Requirements:
Scale the lines from the one holding "Reviewer note: check that every instance of the white paint" through the end of the lines, inclusive. Multiply every coordinate in the answers by 0.4 and round to whole numbers with halves rounded up, and copy the requests in those lines without change.
───
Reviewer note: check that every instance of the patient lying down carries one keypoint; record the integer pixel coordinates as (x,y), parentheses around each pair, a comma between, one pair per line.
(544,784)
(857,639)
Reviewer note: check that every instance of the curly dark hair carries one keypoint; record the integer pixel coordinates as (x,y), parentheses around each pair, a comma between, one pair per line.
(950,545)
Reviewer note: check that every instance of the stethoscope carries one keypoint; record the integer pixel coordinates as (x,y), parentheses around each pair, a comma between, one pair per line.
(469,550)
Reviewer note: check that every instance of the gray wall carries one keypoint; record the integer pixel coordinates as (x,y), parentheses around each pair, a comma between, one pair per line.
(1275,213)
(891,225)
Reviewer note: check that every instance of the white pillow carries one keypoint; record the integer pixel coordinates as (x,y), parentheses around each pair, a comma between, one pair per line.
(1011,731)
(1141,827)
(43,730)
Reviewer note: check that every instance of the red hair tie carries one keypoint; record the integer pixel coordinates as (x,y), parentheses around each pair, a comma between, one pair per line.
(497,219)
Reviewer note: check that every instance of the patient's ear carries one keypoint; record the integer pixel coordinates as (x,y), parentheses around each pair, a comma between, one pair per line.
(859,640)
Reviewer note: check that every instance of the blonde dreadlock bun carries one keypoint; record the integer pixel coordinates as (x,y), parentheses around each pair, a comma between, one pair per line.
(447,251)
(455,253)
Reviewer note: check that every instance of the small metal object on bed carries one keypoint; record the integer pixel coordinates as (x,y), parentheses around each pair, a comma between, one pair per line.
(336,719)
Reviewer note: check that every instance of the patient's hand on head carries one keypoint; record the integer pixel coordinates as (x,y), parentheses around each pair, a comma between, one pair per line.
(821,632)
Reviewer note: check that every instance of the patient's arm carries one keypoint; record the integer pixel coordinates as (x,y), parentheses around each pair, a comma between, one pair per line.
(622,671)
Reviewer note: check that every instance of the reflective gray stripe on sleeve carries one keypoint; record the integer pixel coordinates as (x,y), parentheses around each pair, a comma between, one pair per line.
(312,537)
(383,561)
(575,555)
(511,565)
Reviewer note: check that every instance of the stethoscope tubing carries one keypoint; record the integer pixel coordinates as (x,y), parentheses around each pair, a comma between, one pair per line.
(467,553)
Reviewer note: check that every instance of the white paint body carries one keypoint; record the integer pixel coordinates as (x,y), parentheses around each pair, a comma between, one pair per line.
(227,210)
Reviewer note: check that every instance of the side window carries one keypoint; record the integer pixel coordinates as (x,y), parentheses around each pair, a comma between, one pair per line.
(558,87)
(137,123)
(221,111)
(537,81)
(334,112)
───
Written reply:
Reviewer note: check that every instance of the white paint body carries one keypoint; record the integer pixel coordinates as (x,y), parentheses around each pair, a comma between, one pair per line.
(91,84)
Reviewer note: check that every instance of the side window carries one keypoint; record the integer pixel coordinates as (x,y), parentheses around each pair, a comma between, one pair per line.
(223,35)
(55,49)
(88,44)
(215,32)
(134,45)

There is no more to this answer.